▸ **Texte fourni**:
-------
Archive for mars, 2016

Nordjevel – Nordjevel

« On en avait marre d’attendre le prochain Dark Funeral, alors on l’a fait »

Je devrais créer un nouveau concept, le « slogan-chronique », une phrase accrocheuse qui résume parfaitement l’album. Après, tout dépend de l’album abordé, mais ici, l’occasion était tellement belle, le slogan tellement facile à trouver que je n’ai pas pu m’en empêcher. Oui, Nordjevel fait du Dark Funeral, mais putain il le fait bien.

Tout d’abord, cette section rythmique, ou plutôt devrais-je dire ce batteur (parce que la basse, on s’en fout, elle est noyée dans le tas) : que ce soit dans les (rares) passages posés ou dans ses envolées blastbeatesques, il domine les débats avec une affolante régularité. Bordel, ces enfilades de toms ! Foutredieu, ces blasts venus de nulle part ! Et ces avalanches de double-pédale accompagnées d’une caisse claire un poil ralentie…  Tout le manuel du petit cogneur black metalleux y passe, et le bougre le connait sur le bout des doigts.
-------
▸ **Données répertoriées**:
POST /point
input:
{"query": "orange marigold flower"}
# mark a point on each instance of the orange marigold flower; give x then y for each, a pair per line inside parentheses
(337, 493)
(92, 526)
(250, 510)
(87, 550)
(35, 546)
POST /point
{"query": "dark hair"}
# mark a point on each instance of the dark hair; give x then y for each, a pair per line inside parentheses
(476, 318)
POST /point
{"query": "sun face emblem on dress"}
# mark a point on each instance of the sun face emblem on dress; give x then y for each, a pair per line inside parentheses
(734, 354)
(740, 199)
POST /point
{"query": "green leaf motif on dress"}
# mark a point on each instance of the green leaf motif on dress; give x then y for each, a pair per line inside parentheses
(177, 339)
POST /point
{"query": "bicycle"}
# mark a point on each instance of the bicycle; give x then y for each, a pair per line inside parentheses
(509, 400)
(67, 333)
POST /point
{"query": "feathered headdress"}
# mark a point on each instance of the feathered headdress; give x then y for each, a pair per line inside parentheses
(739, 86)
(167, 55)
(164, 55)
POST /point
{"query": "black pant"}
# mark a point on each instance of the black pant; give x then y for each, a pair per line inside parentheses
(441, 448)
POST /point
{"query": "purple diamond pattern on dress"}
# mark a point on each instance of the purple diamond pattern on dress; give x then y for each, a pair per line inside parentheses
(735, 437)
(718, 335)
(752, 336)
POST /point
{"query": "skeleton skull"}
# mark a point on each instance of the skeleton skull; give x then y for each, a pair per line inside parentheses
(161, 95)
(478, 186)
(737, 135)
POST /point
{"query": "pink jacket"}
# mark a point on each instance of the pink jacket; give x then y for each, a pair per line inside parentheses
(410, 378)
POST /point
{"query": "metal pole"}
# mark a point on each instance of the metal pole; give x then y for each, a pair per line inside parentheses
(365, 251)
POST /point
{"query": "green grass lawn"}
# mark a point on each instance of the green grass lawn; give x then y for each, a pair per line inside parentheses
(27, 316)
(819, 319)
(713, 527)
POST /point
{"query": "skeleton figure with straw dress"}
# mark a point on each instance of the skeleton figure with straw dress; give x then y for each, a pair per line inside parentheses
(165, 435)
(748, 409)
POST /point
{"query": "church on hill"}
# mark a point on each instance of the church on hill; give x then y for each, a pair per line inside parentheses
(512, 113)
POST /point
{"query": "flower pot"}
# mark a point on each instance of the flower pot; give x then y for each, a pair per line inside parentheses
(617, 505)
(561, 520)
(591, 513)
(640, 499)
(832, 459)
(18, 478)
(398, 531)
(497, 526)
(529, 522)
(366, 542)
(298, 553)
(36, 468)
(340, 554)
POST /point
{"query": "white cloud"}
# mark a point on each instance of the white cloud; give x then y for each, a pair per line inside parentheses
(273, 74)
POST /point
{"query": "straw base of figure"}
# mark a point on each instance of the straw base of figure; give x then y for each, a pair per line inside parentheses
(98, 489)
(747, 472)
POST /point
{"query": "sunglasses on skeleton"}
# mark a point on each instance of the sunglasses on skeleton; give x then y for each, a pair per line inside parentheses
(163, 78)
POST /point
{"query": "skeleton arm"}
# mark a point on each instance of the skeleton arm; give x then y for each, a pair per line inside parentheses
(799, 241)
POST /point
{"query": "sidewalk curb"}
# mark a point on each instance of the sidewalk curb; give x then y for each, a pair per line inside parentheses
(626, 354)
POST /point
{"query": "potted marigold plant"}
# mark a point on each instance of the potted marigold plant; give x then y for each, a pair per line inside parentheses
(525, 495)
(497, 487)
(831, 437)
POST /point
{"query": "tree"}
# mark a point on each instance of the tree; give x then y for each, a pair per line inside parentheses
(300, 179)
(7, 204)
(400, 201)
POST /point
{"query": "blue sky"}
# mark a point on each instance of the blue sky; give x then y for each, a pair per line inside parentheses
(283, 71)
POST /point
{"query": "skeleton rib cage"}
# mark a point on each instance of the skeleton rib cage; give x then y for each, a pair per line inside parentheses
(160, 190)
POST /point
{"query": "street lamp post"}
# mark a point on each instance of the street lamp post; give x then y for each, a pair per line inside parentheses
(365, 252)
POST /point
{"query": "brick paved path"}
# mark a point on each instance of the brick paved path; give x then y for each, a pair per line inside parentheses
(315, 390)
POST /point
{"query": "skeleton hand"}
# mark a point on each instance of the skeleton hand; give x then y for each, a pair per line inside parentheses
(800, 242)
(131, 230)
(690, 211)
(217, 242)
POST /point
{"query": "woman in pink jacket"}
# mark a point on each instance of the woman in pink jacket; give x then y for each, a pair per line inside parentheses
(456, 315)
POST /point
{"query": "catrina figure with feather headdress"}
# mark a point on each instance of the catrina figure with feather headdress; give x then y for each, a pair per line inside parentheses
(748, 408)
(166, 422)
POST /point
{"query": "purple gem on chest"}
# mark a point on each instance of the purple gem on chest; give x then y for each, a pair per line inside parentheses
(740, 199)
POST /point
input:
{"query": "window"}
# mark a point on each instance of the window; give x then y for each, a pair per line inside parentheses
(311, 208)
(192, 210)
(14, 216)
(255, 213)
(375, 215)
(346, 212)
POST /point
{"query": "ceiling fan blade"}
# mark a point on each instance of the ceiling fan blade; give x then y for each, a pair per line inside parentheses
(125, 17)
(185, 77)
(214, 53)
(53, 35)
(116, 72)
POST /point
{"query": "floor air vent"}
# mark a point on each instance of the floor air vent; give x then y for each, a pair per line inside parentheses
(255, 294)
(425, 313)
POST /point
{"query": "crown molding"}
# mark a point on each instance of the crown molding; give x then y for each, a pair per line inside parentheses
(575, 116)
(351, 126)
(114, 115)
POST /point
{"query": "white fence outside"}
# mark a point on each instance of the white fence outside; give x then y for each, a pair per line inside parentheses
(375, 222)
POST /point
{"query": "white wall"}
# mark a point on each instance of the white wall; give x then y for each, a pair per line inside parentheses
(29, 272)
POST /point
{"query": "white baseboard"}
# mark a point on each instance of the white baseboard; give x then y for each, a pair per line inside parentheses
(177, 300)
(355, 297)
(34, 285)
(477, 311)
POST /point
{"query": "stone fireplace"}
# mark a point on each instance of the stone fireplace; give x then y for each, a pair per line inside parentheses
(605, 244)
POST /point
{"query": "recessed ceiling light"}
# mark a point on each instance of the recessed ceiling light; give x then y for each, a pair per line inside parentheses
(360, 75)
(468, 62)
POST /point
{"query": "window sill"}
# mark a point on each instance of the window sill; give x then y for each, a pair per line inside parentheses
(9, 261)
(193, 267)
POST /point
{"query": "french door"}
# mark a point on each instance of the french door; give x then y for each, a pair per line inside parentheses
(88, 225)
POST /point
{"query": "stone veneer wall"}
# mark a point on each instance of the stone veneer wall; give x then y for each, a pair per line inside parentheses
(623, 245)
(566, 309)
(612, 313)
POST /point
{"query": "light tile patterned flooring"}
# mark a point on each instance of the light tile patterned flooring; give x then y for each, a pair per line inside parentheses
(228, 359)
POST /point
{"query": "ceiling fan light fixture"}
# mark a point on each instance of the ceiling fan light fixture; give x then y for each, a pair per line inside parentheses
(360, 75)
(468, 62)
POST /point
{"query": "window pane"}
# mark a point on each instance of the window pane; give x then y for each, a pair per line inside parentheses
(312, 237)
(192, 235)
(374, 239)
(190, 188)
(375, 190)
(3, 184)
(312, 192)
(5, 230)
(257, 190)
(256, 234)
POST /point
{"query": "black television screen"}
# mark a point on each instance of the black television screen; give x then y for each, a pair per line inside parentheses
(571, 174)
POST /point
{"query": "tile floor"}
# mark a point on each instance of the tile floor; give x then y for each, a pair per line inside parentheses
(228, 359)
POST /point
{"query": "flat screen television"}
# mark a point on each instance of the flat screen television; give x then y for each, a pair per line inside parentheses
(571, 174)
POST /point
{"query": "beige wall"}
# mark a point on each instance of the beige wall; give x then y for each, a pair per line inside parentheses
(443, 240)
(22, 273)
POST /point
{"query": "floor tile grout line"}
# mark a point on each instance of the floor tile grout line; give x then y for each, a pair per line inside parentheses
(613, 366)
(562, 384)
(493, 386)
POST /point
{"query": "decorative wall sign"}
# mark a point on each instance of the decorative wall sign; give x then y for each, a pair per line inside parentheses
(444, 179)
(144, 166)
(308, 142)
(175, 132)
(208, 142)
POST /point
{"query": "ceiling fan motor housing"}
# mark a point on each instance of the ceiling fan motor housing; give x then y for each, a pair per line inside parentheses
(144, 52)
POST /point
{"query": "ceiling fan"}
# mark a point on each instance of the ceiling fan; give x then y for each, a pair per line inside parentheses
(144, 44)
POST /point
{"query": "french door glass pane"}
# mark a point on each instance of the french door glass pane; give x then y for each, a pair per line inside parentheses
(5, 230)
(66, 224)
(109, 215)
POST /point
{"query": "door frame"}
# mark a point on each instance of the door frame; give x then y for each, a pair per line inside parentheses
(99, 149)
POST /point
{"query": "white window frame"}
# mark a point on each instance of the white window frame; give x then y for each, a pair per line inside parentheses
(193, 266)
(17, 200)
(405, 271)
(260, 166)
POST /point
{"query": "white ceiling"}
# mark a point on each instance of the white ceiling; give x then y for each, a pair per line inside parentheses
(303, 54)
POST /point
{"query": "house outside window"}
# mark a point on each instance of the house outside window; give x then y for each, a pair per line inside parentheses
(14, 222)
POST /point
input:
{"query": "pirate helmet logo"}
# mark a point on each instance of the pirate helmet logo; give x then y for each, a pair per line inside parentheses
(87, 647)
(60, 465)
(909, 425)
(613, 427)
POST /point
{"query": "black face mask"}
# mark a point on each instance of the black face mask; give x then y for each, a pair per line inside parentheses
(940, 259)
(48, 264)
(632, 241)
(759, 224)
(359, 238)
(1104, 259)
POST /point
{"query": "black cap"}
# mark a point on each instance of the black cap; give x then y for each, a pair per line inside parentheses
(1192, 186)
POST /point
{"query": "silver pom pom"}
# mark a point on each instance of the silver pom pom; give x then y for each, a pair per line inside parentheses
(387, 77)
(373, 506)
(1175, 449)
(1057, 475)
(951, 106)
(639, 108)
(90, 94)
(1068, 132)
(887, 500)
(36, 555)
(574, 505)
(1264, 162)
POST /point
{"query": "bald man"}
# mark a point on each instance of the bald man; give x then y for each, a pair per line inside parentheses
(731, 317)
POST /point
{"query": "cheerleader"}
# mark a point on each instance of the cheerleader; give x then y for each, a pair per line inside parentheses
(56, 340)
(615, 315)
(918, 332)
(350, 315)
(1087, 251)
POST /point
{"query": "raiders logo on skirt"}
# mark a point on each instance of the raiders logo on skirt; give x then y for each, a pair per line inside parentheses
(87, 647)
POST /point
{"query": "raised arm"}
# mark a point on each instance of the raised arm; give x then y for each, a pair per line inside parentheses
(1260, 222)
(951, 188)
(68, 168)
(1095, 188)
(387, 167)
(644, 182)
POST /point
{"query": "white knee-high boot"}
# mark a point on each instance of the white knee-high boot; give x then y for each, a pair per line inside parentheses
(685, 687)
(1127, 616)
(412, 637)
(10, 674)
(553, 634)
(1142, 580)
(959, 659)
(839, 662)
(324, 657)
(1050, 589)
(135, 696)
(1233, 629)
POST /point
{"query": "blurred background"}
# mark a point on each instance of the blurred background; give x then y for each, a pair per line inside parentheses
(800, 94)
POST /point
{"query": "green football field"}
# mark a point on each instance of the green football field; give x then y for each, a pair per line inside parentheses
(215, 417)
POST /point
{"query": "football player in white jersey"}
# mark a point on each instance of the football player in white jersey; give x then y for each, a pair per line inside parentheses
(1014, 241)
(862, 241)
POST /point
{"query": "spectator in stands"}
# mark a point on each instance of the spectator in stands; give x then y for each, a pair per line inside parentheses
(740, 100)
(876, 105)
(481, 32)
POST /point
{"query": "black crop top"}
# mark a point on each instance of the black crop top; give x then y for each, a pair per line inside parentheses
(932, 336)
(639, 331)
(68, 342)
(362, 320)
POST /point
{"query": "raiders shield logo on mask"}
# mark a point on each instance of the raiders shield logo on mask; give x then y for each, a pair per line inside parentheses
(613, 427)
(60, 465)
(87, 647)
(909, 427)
-------
▸ **Objectif**: Relevez toutes les pièces de batterie que nomme la chronique. Ces données n'ont aucun rapport avec la chronique.

▸ **Réponse**: Les toms, la double-pédale et la caisse claire.